§ **What you will do**: Scan the material for the word "above" and return every matching line.

[[ Task input, beginning ]]

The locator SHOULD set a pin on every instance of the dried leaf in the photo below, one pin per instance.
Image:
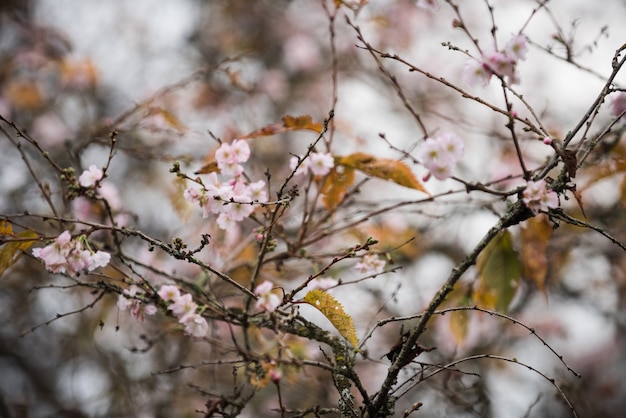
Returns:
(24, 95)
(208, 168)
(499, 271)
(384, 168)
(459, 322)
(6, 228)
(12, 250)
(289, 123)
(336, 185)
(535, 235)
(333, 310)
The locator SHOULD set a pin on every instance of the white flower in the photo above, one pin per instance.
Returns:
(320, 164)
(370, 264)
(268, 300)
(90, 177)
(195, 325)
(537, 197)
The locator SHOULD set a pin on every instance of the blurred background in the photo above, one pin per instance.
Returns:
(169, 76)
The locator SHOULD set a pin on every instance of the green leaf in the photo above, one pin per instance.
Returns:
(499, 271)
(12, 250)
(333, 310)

[[ Task input, end ]]
[[ Task input, beginning ]]

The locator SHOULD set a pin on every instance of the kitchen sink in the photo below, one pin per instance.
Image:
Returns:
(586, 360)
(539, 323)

[[ Task input, end ]]

§ **Answer box**:
The locator SHOULD set a pin on every instance of the white flower in the photo above, one pin per instance.
The locator SHOULD set a pin on every instance of the blurred background in the photo above, one pin per instance.
The locator SHOULD set a pin on every instance of the green leaf in the photo above, one pin per instance.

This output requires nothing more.